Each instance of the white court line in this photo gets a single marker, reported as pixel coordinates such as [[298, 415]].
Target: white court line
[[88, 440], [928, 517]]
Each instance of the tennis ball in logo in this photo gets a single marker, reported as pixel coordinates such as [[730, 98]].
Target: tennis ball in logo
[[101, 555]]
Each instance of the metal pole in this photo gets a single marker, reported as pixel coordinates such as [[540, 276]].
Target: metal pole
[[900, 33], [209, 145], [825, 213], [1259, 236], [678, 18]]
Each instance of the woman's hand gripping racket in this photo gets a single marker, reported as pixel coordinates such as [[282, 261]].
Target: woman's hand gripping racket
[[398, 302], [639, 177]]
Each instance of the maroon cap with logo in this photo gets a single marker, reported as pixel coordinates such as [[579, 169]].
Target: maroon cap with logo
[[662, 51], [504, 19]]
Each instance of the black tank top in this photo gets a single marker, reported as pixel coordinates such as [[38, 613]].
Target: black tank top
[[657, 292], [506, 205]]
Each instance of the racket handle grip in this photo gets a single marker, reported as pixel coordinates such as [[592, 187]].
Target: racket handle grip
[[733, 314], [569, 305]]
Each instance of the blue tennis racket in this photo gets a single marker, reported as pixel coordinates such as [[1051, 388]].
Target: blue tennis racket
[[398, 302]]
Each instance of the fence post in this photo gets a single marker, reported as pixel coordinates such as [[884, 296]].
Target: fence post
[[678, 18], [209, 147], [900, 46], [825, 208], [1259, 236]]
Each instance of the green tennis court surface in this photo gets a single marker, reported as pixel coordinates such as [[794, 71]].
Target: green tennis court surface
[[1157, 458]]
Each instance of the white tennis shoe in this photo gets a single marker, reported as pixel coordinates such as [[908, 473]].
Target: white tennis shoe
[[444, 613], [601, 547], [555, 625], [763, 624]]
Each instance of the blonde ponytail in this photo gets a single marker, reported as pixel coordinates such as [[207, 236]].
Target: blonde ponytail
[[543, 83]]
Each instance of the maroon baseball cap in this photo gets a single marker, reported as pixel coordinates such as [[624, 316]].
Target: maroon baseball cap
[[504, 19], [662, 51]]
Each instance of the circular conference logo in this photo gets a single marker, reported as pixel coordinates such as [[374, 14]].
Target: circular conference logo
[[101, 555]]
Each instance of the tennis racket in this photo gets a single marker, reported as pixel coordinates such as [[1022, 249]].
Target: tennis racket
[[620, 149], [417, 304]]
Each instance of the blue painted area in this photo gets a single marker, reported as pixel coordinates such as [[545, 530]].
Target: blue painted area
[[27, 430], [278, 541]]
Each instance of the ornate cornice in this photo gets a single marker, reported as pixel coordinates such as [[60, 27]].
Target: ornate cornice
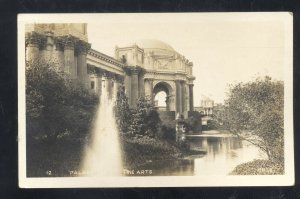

Exercise goal>
Rewrite every line of the entries above as a numbered list, skipping blank lines and leaving out the pictures.

Expected answer>
1. Each instance of the white court line in this photo gets a single marker, reported as pixel coordinates such as [[298, 415]].
2. Target: white court line
3. [[88, 440], [928, 517]]
4. Each instance of the tennis ball in logo in this photo gets a single marker, reported as pixel coordinates such as [[730, 98]].
5. Target: tennis ball in logo
6. [[101, 555]]
7. Each instance of the metal pole in this photo gets a single marker, reported as pixel coordinates such as [[540, 276]].
8. Target: metal pole
9. [[900, 33], [209, 145], [825, 213], [1259, 236], [678, 18]]
10. Each instance of the woman's hand gripping racket in this photo gets a single marker, reported as pixel coordinates such as [[282, 261]].
11. Target: woman's hand gripping racket
12. [[398, 302], [639, 177]]
13. Each instance of the maroon cap with logo in this photo gets a single marker, reported as pixel coordinates such as [[579, 169]].
14. Target: maroon cap with logo
15. [[662, 51], [504, 19]]
16. Each instance of the black tank top in this photo gets a single marker, reported as pixel coordinates such as [[38, 613]].
17. Target: black tank top
18. [[657, 292], [506, 205]]
19. Each instance of the racket handle grip in this photo gets a single marker, reported as pixel coordinates such as [[592, 187]].
20. Target: racket handle grip
21. [[733, 314], [569, 305]]
22. Each instance of the blue tennis racket in this photo gets a single marker, reported as pixel coordinates such as [[1051, 388]].
23. Target: blue tennis racket
24. [[398, 302]]
25. Each instance of the fence post in this photo gets a single marker, reported as pixel coordinates such as [[884, 296]].
26. Target: fence post
27. [[678, 18], [209, 147], [900, 46], [825, 208], [1259, 236]]
28. Each instance of the green tennis court surface in this photo gets a single marker, reported as pixel coordinates such as [[794, 71]].
29. Target: green tennis court surface
30. [[1157, 458]]
31. Each instance of the white tennis shoe in this photo gets a single marker, reported as pixel coordinates such as [[908, 473]].
32. Target: white tennis shoe
33. [[444, 613], [601, 547], [555, 625], [763, 624]]
34. Each instance of the blonde ponytail in this photo gets a single marker, reported as pixel coordinates such as [[207, 236]].
35. Target: blonde ponytail
36. [[543, 83]]
37. Each instance of the maroon baseball cap in this photo gets a single marker, reported as pixel coordinates such as [[624, 316]].
38. Target: maroon baseball cap
39. [[504, 19], [662, 51]]
40. Each instance of the circular conference logo in this photo gets a single marker, reported as pixel coordinates such as [[374, 14]].
41. Target: circular conference logo
42. [[101, 555]]
43. Each instance of the tennis racket in this photo gets a single marker, reported as pixel coordinates such as [[1022, 249]].
44. Target: tennis racket
45. [[620, 149], [417, 304]]
46. Each instance of the blue painted area in this photo gets a single marker, reported as pixel coordinates such as [[545, 530]].
47. Target: blue painted area
48. [[27, 430], [278, 541]]
49. Each instance of the ornate cornice in this photo gets a single marker, reported as pixel coordinates such as [[60, 27]].
50. Target: ornate cornice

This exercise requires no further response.